• What is being asked:
Each line from the one holding "of the low-rise" through the final line of the data below is to be given again exactly, and no other line is to appear.

--------------------------------------------------

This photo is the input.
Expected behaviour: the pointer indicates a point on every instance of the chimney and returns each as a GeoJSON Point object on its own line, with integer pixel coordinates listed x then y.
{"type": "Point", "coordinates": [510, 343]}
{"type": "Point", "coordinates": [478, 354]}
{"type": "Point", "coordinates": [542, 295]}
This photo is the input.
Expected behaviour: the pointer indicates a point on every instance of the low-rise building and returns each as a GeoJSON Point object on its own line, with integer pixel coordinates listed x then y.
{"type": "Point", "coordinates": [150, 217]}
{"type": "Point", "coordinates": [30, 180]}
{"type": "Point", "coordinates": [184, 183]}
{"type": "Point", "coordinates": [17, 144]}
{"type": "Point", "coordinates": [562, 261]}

--------------------------------------------------

• Response area:
Expected behaviour: the pointer indicates a point on every instance of the low-rise building and returns each as a GeoJSON Point object on its own line, with integer pixel coordinates listed x then y.
{"type": "Point", "coordinates": [150, 217]}
{"type": "Point", "coordinates": [30, 180]}
{"type": "Point", "coordinates": [184, 183]}
{"type": "Point", "coordinates": [17, 144]}
{"type": "Point", "coordinates": [562, 261]}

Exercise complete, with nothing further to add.